BEGIN
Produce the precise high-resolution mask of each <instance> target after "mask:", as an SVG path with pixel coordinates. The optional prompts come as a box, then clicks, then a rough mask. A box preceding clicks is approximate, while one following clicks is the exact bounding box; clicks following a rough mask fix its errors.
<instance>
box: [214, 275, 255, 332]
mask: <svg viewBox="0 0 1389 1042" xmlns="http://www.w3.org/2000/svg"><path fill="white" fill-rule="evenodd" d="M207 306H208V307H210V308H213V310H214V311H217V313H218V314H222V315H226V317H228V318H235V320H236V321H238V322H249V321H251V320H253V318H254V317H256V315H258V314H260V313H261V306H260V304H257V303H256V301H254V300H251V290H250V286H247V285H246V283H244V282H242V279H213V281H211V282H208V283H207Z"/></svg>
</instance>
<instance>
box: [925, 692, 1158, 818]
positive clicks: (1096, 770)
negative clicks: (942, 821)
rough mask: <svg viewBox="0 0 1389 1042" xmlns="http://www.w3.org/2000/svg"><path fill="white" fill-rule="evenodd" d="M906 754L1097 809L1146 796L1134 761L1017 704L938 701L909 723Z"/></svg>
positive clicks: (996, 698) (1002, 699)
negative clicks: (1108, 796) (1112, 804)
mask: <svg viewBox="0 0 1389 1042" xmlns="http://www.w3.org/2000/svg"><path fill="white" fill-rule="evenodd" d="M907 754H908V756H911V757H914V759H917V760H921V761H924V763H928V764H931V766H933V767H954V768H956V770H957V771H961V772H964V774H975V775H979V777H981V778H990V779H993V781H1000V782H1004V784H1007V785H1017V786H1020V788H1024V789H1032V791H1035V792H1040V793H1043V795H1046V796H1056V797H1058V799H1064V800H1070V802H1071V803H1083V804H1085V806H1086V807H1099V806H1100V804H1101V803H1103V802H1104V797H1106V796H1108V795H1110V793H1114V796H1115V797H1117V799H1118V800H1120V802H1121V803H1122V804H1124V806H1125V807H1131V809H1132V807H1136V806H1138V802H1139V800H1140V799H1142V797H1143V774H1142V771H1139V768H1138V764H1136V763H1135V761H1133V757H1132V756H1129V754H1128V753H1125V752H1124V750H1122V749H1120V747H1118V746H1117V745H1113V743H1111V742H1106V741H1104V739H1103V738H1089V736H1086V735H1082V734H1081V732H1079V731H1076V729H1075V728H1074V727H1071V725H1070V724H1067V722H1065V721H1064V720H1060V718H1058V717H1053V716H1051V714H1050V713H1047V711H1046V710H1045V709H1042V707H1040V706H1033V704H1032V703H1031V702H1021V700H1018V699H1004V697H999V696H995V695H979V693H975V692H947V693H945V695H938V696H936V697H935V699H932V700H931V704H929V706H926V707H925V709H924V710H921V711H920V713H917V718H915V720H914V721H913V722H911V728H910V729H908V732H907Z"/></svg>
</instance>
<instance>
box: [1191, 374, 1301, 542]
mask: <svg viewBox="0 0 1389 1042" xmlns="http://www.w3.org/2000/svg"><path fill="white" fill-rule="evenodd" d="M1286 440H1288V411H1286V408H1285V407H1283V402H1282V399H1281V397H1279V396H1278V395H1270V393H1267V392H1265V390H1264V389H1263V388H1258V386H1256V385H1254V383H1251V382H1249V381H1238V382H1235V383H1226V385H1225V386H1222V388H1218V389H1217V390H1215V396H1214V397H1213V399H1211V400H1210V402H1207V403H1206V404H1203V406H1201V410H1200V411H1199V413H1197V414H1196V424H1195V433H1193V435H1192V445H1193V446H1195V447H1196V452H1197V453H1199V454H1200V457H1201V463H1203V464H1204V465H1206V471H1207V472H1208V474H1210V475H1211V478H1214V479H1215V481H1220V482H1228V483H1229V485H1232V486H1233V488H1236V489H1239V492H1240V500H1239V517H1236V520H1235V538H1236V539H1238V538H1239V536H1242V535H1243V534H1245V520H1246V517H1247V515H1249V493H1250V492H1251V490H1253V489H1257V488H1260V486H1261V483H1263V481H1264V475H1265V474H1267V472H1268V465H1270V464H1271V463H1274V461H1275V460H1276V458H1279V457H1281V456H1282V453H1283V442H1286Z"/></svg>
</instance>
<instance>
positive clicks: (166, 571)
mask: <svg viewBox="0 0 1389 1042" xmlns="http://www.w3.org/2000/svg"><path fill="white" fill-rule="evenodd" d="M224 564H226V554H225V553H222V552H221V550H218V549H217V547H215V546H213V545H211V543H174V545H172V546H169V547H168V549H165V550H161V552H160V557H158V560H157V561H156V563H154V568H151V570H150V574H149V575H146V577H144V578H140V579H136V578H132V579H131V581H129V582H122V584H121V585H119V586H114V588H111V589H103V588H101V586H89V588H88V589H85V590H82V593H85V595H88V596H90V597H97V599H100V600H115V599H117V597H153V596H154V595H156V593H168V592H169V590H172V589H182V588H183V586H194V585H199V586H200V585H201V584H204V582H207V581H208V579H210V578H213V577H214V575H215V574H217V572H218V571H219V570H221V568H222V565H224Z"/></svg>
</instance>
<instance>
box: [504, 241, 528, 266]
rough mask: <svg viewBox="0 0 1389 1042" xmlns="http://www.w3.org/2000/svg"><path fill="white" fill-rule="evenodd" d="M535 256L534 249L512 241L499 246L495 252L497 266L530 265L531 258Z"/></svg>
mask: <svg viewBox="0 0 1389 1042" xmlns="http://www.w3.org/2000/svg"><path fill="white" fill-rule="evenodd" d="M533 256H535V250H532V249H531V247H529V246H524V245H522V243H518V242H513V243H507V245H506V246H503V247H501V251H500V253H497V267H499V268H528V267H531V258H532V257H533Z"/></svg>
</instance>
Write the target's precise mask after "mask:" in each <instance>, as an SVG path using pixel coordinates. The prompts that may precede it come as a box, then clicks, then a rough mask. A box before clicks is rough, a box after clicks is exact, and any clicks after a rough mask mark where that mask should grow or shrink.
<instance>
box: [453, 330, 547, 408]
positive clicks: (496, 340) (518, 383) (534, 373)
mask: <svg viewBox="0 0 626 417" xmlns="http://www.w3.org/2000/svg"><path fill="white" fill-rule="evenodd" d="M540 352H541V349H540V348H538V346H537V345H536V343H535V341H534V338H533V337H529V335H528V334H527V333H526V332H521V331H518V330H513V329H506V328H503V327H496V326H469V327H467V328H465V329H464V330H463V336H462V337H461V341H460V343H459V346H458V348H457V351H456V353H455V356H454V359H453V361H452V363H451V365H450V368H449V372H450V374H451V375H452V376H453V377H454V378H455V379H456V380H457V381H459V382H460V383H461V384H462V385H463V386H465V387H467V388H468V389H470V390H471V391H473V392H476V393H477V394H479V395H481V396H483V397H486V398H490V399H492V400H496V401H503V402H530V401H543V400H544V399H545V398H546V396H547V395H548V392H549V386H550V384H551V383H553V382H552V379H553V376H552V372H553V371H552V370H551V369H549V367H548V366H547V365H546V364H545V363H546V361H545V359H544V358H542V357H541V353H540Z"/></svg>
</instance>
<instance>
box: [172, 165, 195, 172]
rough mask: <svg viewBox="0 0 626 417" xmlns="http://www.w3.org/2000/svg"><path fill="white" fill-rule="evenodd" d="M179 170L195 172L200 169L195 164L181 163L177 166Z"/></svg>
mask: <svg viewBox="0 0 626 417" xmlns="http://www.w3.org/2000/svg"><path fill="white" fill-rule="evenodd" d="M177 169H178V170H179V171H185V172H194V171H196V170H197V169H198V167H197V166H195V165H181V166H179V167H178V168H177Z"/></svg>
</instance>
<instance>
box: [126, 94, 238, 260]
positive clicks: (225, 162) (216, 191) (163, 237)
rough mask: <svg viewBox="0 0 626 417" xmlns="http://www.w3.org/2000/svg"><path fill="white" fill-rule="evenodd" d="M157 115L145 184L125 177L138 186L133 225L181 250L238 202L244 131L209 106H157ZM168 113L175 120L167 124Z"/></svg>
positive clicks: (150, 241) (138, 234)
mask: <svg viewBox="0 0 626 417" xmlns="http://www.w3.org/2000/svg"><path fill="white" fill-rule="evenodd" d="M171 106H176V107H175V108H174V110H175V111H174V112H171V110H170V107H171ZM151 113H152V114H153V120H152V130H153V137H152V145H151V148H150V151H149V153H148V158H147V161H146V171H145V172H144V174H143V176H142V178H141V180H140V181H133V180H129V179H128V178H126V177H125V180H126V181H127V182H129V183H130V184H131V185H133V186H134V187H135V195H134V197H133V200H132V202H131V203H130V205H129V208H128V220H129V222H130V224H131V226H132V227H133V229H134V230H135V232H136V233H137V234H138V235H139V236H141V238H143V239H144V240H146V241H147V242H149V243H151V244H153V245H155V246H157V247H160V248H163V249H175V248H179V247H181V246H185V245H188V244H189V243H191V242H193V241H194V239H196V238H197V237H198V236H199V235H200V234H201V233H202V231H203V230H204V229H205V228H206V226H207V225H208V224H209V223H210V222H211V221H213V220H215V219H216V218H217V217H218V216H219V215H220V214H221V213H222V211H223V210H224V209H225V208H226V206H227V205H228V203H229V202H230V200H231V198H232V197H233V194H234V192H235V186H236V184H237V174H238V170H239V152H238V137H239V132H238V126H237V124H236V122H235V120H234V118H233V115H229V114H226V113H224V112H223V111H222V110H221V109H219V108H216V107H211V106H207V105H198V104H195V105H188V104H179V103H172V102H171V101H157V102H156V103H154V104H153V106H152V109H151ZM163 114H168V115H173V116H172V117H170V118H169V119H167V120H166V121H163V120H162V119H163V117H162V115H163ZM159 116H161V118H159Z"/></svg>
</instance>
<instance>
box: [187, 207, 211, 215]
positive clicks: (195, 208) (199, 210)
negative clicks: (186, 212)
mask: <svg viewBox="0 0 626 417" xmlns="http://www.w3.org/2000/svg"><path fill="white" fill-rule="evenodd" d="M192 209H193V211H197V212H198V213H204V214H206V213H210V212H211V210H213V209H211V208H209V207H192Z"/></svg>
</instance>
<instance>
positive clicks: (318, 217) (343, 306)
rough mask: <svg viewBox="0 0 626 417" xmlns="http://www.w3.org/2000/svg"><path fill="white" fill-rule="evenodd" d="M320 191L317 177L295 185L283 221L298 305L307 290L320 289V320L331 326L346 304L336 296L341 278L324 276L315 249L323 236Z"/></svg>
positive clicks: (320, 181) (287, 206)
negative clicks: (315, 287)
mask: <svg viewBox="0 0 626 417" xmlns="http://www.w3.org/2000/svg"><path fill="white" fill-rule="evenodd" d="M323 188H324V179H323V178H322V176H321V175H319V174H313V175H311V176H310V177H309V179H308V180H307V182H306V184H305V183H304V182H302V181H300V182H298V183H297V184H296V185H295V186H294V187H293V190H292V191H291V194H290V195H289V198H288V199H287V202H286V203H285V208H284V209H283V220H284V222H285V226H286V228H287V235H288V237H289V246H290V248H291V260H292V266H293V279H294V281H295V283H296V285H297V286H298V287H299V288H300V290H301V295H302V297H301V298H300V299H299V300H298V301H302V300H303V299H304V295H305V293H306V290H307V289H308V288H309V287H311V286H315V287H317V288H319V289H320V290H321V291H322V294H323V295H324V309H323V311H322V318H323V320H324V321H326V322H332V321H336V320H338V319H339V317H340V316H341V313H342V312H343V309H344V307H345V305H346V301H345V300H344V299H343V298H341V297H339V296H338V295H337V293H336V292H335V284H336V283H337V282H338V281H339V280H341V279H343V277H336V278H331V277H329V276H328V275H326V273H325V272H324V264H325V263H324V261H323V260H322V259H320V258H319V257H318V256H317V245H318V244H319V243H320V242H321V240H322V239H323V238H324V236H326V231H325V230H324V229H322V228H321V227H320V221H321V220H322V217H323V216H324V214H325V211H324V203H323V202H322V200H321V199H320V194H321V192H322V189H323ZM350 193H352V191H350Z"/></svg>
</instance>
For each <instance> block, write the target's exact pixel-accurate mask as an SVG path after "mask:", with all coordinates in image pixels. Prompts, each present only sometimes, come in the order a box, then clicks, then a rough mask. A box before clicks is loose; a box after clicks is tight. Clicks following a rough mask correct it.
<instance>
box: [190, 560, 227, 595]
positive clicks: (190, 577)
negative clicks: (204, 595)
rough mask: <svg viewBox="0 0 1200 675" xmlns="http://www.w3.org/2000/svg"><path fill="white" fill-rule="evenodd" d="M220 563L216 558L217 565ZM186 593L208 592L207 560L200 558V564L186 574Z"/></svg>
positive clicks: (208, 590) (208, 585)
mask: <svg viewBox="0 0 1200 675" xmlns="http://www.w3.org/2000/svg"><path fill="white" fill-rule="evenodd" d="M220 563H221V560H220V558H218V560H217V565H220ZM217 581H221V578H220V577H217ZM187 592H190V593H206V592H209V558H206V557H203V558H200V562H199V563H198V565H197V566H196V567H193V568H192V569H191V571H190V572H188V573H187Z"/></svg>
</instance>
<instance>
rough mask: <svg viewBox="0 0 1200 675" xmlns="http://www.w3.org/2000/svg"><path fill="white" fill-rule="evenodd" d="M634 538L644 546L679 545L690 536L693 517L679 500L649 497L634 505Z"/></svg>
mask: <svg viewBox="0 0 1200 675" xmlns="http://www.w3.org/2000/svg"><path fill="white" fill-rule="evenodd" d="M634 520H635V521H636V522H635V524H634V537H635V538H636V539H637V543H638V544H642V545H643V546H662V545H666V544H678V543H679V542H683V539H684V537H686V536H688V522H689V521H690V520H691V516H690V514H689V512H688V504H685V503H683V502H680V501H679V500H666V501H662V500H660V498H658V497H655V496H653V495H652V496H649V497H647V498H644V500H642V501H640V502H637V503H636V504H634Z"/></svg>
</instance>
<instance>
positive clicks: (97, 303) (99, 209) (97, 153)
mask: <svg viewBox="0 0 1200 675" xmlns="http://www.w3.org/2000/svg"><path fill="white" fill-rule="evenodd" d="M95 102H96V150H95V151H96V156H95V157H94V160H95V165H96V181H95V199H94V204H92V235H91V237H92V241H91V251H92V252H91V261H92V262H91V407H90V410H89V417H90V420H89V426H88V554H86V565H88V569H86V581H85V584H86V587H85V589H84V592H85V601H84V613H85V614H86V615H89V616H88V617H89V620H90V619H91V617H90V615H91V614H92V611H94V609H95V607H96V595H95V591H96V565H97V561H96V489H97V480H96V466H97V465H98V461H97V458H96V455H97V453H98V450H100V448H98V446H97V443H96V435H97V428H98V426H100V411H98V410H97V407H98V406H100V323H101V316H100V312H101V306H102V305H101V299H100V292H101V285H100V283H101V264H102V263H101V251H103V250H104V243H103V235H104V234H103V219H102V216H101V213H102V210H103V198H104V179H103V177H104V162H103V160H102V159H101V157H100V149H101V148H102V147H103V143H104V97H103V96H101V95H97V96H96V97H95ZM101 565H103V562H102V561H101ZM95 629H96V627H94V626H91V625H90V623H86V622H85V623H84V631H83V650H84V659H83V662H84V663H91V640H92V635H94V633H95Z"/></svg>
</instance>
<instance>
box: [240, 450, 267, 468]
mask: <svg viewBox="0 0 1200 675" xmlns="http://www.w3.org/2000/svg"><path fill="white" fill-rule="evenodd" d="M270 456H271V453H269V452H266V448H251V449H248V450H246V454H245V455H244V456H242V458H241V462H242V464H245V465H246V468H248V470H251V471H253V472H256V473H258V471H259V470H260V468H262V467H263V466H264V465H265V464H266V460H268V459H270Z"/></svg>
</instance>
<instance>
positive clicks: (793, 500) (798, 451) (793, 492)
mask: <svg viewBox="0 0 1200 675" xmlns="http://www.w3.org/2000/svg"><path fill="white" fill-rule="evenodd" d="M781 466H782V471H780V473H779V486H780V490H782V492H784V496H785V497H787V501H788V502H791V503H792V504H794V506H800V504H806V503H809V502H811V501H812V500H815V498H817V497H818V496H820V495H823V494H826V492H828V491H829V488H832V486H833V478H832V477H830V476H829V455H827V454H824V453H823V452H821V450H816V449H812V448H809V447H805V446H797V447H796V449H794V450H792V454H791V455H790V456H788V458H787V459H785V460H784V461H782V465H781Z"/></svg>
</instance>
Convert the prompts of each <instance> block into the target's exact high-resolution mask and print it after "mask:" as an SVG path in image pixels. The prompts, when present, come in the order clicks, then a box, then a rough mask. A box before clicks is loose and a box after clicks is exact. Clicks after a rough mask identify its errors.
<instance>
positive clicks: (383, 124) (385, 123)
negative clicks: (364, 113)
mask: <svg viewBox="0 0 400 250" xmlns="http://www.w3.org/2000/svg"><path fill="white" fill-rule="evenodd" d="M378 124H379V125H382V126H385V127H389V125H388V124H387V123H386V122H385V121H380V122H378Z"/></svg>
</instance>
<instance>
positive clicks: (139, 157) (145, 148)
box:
END
WORK ITEM => Working from the material above, tally how many lines hold the string "resolution". The number is all that is needed.

WRITTEN RESPONSE => 2